_YOUR OBJECTIVE:_ Scan the entries below for the word "knee". Copy out every line in which it occurs.

_RECORDS SUPPLIED:_
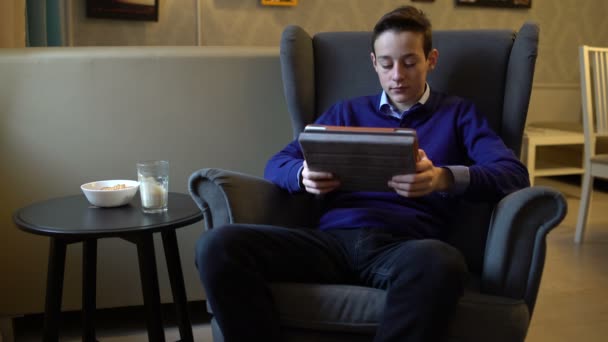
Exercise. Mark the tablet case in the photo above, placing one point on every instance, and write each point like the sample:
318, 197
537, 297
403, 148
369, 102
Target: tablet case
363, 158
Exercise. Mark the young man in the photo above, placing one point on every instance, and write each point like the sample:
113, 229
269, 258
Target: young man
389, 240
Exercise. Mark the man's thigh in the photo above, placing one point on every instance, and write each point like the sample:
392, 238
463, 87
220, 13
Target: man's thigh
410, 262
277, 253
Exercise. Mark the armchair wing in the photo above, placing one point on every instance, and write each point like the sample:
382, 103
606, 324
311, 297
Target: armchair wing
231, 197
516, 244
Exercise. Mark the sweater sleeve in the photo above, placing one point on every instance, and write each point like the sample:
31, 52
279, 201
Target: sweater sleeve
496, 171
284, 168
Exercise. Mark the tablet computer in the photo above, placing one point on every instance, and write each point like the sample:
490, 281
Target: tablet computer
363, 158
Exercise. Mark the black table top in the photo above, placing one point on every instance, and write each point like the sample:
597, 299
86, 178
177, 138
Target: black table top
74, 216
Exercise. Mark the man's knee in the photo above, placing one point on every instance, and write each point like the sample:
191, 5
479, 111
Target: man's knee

_PROBLEM SOLUTION:_
Exercise. Mark the man's knee in the photo above, placing one point on every instance, and write each point like the sample:
Target: man's knee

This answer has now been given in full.